→ DIRECTIONS FOR THIS TASK: Locate each line in the entries below that contains the string "face" and copy those lines out.

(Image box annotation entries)
—————

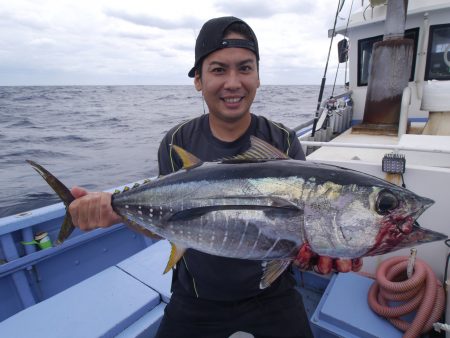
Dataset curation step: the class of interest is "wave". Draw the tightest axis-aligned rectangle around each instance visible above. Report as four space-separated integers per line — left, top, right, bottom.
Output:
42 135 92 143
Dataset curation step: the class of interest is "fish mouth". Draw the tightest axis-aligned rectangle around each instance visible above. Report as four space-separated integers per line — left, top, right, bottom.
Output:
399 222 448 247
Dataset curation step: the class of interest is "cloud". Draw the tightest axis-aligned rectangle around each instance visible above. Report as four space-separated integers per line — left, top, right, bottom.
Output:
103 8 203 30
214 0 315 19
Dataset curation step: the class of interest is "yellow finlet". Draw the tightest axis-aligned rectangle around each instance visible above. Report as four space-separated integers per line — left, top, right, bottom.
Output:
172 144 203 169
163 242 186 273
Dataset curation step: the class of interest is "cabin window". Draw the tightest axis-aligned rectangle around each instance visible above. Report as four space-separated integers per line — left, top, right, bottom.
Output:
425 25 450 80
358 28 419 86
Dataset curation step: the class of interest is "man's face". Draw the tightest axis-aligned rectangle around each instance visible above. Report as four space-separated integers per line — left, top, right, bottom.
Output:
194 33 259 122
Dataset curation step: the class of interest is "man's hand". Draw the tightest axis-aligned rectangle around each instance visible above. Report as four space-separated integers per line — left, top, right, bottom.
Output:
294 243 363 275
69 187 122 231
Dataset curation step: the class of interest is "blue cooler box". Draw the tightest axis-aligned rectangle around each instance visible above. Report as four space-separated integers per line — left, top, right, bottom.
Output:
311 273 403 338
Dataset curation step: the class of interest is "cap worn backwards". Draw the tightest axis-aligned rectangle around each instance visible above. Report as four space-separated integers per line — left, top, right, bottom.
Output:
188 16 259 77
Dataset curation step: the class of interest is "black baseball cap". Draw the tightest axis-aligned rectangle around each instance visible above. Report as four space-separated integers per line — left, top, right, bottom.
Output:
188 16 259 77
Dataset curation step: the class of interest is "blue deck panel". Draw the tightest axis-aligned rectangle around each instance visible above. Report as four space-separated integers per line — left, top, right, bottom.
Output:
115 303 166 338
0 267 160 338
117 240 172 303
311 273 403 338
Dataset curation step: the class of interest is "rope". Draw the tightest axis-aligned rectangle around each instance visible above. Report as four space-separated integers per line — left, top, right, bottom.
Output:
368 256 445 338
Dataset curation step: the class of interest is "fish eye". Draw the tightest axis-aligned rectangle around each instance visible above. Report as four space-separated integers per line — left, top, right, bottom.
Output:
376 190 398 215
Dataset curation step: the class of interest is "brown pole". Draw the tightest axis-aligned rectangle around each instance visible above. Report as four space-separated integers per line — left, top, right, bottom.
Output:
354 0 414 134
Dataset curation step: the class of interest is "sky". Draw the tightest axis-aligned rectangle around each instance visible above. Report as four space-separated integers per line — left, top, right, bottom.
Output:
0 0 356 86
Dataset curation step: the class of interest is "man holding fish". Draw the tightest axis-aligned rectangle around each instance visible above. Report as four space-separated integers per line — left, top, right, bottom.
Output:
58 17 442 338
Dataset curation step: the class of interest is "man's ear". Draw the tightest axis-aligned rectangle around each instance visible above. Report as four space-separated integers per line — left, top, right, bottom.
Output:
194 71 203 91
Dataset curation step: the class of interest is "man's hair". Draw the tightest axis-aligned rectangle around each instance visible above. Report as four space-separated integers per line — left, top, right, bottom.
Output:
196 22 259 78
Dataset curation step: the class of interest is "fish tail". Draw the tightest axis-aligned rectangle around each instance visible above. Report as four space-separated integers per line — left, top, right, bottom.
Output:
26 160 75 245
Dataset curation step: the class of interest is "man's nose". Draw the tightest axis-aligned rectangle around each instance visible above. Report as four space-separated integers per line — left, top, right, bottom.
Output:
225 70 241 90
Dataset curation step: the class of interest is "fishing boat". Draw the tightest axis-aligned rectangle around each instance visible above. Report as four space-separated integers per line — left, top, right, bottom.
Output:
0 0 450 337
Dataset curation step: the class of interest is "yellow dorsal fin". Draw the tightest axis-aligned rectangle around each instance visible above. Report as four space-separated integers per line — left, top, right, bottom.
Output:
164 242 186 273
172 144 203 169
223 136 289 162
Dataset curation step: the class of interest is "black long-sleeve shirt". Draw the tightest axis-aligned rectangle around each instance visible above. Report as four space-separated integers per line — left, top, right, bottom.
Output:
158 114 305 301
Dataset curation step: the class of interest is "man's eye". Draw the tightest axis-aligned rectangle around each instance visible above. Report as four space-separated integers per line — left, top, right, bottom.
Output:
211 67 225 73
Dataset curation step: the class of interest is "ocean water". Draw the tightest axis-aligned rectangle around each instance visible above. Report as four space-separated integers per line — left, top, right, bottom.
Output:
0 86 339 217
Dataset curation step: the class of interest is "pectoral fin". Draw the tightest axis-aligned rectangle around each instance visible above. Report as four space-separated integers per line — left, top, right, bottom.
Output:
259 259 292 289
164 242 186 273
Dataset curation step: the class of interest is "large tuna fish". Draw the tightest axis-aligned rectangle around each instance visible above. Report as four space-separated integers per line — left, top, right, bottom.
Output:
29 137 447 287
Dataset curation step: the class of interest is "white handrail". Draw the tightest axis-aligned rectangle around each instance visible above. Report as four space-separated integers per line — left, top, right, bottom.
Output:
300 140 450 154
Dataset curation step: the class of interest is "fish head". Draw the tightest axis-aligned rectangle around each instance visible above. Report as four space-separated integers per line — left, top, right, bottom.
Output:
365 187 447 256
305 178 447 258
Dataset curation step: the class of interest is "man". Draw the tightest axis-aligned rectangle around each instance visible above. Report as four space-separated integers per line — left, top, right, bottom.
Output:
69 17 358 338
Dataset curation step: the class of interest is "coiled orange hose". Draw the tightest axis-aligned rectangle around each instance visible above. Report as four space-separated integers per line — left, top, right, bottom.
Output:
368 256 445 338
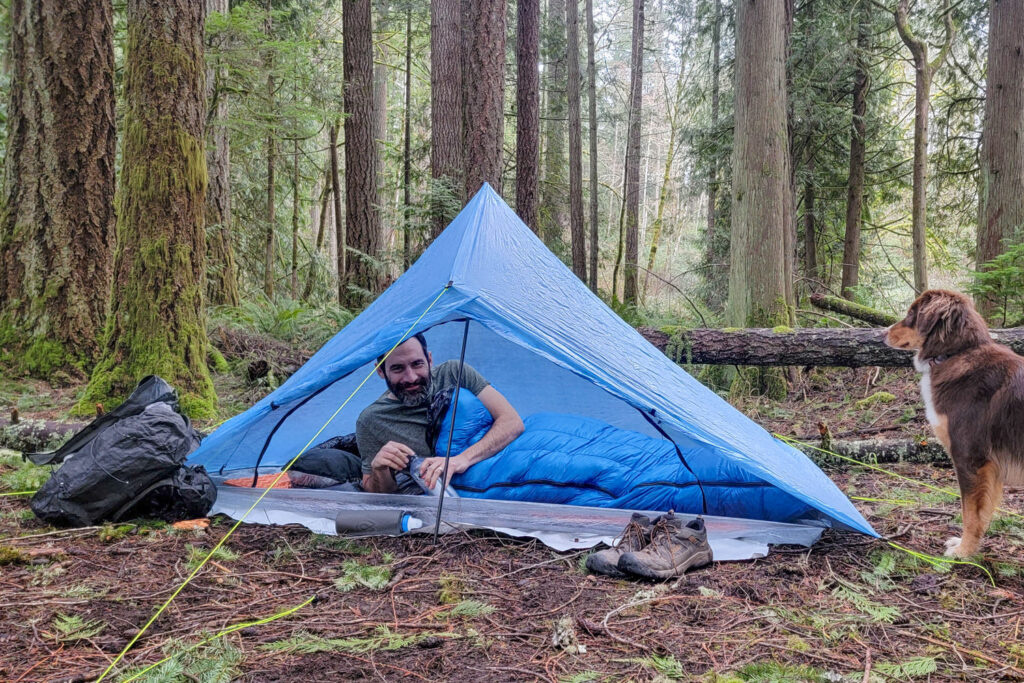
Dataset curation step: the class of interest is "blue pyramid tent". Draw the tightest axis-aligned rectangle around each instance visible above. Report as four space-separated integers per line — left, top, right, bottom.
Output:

—————

→ OUTPUT OF THE EXERCISE:
Dataset curation step: the class of interest is "man's face". Draw the tightest axis-aligned rectangle around each instance visible above. Report as four space-separated integers per line — left, top, right, bottom.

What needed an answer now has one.